_SOURCE PASSAGE_:
## start

The Salomon Glencoe Skyline route features long and sustained sections of scrambling terrain, which is roughly equivalent to moderate standard rock climbing. In addition, the race traverses high and remote mountainous terrain, which is at times impossible to retreat from and may be subject to severe and rapidly changing weather. The day started in glorious sunshine but as predicted, a weather system arrived late morning making the crossing off the Aonach Eagach a wet one with limited visibility due to clag and mist.

As expected, the race had many dropouts due to the severe course and inclement weather in the latter half of the day. Ultimately though, the feedback and response has been incredible.

## end

_EXTRACTED INFORMATION_:
## start

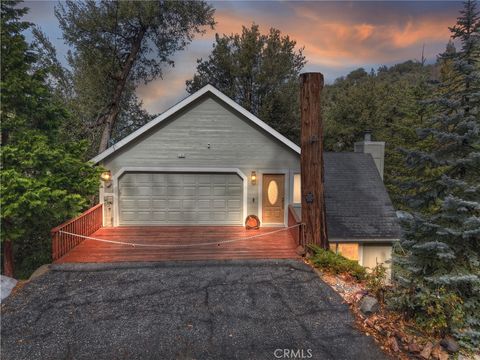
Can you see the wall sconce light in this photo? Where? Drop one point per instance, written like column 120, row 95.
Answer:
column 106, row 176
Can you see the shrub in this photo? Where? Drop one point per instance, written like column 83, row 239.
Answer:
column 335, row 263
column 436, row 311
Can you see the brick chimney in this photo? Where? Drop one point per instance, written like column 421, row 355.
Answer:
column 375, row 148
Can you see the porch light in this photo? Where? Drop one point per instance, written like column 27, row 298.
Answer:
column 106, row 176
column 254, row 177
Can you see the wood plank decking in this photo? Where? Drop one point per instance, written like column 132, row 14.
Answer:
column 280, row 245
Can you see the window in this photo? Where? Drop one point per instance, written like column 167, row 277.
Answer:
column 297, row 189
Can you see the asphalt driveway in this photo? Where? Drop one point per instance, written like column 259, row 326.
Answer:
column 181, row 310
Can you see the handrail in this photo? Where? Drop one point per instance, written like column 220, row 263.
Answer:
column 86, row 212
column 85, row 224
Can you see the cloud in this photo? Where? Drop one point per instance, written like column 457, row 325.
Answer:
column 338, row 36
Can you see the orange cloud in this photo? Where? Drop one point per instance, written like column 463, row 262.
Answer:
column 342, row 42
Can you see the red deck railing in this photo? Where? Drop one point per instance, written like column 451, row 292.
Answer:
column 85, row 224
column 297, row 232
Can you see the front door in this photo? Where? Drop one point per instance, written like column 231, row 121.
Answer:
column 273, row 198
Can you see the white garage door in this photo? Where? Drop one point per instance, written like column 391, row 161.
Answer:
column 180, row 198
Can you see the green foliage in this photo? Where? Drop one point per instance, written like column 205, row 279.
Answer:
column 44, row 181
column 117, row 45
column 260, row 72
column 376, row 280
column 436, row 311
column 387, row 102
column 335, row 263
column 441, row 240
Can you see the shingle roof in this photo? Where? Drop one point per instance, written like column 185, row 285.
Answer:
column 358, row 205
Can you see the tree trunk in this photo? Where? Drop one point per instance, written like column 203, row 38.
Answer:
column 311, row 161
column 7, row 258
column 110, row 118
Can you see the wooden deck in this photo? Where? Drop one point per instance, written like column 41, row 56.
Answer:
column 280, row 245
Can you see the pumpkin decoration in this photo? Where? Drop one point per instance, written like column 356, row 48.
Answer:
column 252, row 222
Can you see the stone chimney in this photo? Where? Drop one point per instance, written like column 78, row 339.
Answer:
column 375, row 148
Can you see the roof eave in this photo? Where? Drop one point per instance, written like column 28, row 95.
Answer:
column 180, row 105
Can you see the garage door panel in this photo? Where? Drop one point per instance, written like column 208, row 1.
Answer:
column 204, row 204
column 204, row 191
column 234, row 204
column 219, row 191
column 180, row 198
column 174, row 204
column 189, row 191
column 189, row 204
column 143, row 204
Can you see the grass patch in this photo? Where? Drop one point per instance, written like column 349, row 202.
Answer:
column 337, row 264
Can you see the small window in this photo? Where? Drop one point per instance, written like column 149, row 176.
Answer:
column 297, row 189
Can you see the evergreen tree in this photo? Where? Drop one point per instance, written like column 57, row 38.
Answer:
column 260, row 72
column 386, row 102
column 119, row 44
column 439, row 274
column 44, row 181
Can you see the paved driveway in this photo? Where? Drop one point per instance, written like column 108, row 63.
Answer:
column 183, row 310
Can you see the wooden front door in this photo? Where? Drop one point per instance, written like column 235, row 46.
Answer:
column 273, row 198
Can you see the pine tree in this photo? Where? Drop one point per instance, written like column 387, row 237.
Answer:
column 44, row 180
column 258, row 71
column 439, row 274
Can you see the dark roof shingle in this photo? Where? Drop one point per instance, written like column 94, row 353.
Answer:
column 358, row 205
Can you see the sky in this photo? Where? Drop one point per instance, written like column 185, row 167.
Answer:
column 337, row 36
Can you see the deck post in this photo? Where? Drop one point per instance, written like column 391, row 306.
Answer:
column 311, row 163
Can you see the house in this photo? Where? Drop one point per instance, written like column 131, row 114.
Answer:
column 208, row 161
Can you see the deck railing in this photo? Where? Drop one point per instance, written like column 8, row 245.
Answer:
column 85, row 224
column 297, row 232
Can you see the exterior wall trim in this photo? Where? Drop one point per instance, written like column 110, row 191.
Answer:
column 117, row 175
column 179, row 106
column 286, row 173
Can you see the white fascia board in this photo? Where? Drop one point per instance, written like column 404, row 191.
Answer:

## end

_WHAT IS BEING ASKED_: Rewrite the Glencoe Skyline passage from "As expected, the" up to and including "has been incredible.", replacing "dropouts" with "withdrawals".

_TASK OUTPUT_:
As expected, the race had many withdrawals due to the severe course and inclement weather in the latter half of the day. Ultimately though, the feedback and response has been incredible.